> **SET PROBLEM**
Copy the listing from the line containing "Return the outline of every instance of the pea" through the line containing "83 146 L 87", both lines included and the request lines kept. Offset every coordinate in the answer outlines by adding 26, and leave the numbers in the format samples unchanged.

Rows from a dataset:
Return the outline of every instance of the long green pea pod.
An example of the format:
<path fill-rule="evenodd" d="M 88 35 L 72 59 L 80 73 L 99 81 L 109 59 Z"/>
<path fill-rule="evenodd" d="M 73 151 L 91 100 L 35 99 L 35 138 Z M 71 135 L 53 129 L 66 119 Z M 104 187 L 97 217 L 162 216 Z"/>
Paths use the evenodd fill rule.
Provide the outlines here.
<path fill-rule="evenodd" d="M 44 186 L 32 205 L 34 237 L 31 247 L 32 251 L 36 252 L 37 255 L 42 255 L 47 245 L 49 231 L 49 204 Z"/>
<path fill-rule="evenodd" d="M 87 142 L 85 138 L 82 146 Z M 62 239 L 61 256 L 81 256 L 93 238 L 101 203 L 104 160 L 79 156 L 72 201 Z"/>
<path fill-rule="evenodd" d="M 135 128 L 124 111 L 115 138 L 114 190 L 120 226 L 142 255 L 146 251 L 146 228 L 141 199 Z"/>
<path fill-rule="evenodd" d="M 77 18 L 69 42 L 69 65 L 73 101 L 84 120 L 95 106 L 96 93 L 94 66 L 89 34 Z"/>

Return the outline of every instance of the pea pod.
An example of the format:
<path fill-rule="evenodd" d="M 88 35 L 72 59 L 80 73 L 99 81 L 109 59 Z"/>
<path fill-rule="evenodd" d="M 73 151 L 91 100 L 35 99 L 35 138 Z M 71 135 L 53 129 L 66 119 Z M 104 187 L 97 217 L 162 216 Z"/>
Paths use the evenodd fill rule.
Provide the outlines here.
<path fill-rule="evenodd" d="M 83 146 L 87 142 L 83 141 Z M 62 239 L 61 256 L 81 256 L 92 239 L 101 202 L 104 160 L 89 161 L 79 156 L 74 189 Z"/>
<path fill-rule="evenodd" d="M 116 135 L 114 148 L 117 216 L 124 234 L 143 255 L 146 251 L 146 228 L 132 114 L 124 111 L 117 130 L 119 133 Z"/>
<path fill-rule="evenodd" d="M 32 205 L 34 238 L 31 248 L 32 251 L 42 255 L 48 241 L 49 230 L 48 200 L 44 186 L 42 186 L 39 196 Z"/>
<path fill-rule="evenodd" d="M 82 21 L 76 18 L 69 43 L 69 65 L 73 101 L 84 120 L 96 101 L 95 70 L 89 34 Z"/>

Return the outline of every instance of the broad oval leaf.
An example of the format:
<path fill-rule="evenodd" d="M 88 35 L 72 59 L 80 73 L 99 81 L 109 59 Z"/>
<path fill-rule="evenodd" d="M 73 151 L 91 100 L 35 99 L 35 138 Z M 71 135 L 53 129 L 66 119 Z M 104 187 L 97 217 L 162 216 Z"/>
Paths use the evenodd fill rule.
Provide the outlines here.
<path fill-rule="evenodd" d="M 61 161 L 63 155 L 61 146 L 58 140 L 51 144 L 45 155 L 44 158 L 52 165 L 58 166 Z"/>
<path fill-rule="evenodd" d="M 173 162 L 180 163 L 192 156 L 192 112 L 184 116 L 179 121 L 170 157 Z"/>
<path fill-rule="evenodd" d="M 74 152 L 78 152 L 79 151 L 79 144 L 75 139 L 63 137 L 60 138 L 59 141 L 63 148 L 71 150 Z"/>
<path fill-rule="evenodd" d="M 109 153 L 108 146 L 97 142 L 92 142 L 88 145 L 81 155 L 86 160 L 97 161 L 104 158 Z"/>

---

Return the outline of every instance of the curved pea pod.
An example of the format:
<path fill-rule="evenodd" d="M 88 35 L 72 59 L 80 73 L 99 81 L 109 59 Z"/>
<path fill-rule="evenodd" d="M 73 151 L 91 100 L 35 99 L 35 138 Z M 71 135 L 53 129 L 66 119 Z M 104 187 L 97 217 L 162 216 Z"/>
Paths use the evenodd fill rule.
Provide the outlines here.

> **SOLUTION TO THIS EXERCISE**
Return the outline of every instance of the pea pod.
An example of the format:
<path fill-rule="evenodd" d="M 88 35 L 72 59 L 80 73 L 99 81 L 109 59 Z"/>
<path fill-rule="evenodd" d="M 73 151 L 91 100 L 35 99 L 35 138 Z M 71 135 L 53 129 L 66 119 Z M 104 187 L 97 217 L 162 216 Z"/>
Paths use the evenodd fill rule.
Provide the outlines here.
<path fill-rule="evenodd" d="M 109 172 L 113 168 L 109 167 Z M 88 265 L 87 282 L 107 282 L 118 265 L 127 228 L 130 186 L 115 187 L 105 182 L 100 215 Z"/>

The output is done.